■ **WORK TO DO**:
Please print every line of the listing below unchanged, leaving out the pictures.

+++ INFORMATION GIVEN +++

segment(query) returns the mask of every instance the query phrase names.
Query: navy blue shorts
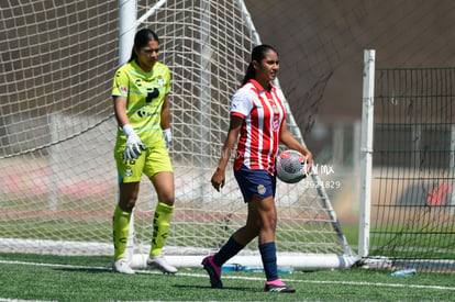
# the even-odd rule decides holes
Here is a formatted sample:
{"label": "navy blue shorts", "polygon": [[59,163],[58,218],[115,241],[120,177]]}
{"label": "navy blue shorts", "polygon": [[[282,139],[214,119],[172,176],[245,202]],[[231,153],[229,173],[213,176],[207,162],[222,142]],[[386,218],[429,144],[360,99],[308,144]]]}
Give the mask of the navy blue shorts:
{"label": "navy blue shorts", "polygon": [[248,169],[242,166],[238,170],[234,170],[234,176],[245,202],[252,201],[253,198],[275,198],[277,178],[266,170]]}

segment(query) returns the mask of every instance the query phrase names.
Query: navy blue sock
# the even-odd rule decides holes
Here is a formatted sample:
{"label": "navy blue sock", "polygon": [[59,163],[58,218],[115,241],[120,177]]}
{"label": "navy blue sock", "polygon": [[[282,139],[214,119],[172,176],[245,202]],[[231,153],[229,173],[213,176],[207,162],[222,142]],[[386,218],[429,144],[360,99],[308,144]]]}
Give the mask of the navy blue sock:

+++

■ **FINAL ANSWER**:
segment(query) returns the mask of every instance the query phrase names.
Query: navy blue shorts
# the even-odd rule decides holes
Here is a formatted sample:
{"label": "navy blue shorts", "polygon": [[59,163],[58,218],[115,241],[120,177]]}
{"label": "navy blue shorts", "polygon": [[[282,139],[214,119],[172,176],[245,202]],[[231,153],[229,173],[213,176],[207,162],[222,142]],[[386,218],[429,144],[360,99],[308,144]]]}
Give the mask of the navy blue shorts:
{"label": "navy blue shorts", "polygon": [[248,169],[242,166],[238,170],[234,170],[234,176],[245,202],[252,201],[253,198],[275,198],[277,178],[266,170]]}

segment(query) returns the mask of every instance the query phrase names.
Query: navy blue sock
# the even-odd rule decides holes
Here is a formatted sample:
{"label": "navy blue sock", "polygon": [[59,163],[58,218],[115,241],[120,177]]}
{"label": "navy blue sock", "polygon": [[[282,139],[214,119],[172,176],[245,202]],[[231,153],[229,173],[213,176],[207,162],[222,142]],[[386,218],[429,144],[360,99],[308,144]]]}
Give the mask of the navy blue sock:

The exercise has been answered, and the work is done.